THE EXERCISE: Pick up the passage on the Mozambique tilapia after its final sentence and continue writing it.

PROVIDED TEXT:
****************************************
Means of Introduction: Similar to O. aureus, this species has been introduced for a wide variety of reasons. Most introductions have been the result of intentional stockings for aquatic plant control by state and federal agencies and private companies, but introductions have also come about from stockings for potential use of the species as an insect control agent (e.g., to control mosquitoes and chironomids), as a sport fish, as a bait fish, and as a food or commercial fish, and through aquarium releases; the species also has been introduced through releases or escapes from fish farms, hatcheries, and zoos (Shapovalov et al. 1981; Dial and Wainright 1983; Courtenay et al. 1984, 1986; Grabowski et al. 1984; Courtenay and Stauffer 1990). This species was brought to Hawaii from Singapore in a small shipment of fish in 1951 (Brock 1960; Maciolek 1984; Randall 1987). The Mozambique tilapia was introduced with the expectation that it would be useful for aquatic plant control in irrigation systems, as a food fish, as a sport fish, and as live bait for tuna fishing (Brock 1960); results were only partially successful (Randall 1987). In California, introductions resulted from escapes or releases from fish farms and from intentional stocking by the state (Shapovalov et al. 1981). The Mozambique tilapia's initial introduction into Dade County, Florida, is believed to have been the result of escapes or releases from aquarium fish farms that cultured the species in the 1960s (Courtenay and Stauffer 1990). In some areas of Florida, this species may have been introduced by local anglers to create a commercial fishery (Dial and Wainright 1983), or intentionally stocked by aquarists (Courtenay and Stauffer 1990). In New York, introduction was probably due to aquarium release (Briggs, personal communication). In Texas, this species was introduced as a result of escapes from the San Antonio Zoo in 1956 and also from state and federal hatcheries during the late 1950s and early 1960s (Brown 1961; Courtenay and McCann 1981). Sources and reasons for many of the introductions have been reviewed by Courtenay and McCann (1981), Wieland et al. (1982), and Courtenay and Stauffer (1990).

Status: Established or locally established in seven states including Arizona, California, Colorado, Florida, Hawaii, Idaho, and Texas. Formerly considered locally established but no longer extant in Georgia, Montana, and North Carolina. Reported from Alabama, Illinois, and New York.
****************************************
DATA SECTION:
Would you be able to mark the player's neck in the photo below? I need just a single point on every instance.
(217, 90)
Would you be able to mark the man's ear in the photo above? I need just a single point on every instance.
****************************************
RESULT FOR THIS EXERCISE:
Impact of Introduction: In Hawaii, this species is suspected as a threat to native species such as striped mullet Mugil cephalus (Randall 1987; Devick 1991b). Tilapia also have been considered a major factor in the decline of the desert pupfish Cyprinodon macularius in the Salton Sea area (Courtenay and Robins 1989; Swift et al. 1993). 

Mozambique tilapia may impact native fishes through competition for food and/or space, or through secondary effects. Martin et al. (2010) found that redspotted sunfish (Lepomis miniatus) occupied structured habitat (artificial seagrass) less often in the presence of Nile tilapia Oreochromis niloticus (a related species to Mozambique tilapia) than in single species laboratory trials. In addition, predators (largemouth bass Micropterus salmoides) consumed significantly more sunfish than tilapia when structure was present, compared to trials without structure.

Remarks: Some records of this species apparently are based on incorrect identifications. For instance, recent electrophoretic evidence indicated that populations in the San Marcos River and in Canyon Reservoir were O. mossambicus x O. aureus hybrids (Howells 1991, 1992b). With the aid of W. Smith-Vaniz, we examined preserved juveniles catalogued as O. mossambicus from the San Marcos River (TCWC 2073.01) and determined them to be O. aureus based on their caudal fin patterns and scale and gill raker counts. Some California records of this species may actually be those of O. urolepis (= O. hornorum) or of hybrids between O. mossambicus and O. urolepis (Swift et al. 1993). The occurrence of O. mossambicus in the United States was reviewed by Courtenay and McCann (1981), Wieland et al. (1982), and Courtenay et al. (1986). The history of this species introduction into the southwestern United States was reviewed by Hoover (1971), Courtenay and Robins (1989), Shapovalov et al. (1981), and Swift et al. (1993). Oreochromis mossambicus has largely replaced redbelly tilapia Tilapia zillii in the Salton Sea and possibly other areas in southern California (Swift et al. 1993). Collection sites and reported localities are mapped for the United States (Courtenay and Hensley 1979; Lee et al. 1980 et seq.), and for the states of Arizona (Minckley 1973; Grabowski et al. 1984) and Florida (Courtenay et al. 1974; Hogg 1976b; Courtenay and Hensley 1979; Kushlan 1986; Loftus and Kushlan 1987).

Because of its presence in Dade County, Florida, Courtenay (1989) indicated that the Mozambique tilapia may eventually enter Everglades National Park.

Electrofishing was an effective way to remove adults from a population during a project in Australia, but the removal was met with questionable success because the number of juveniles greatly increased as the adult numbers decreased (Thuesen et al. 2011).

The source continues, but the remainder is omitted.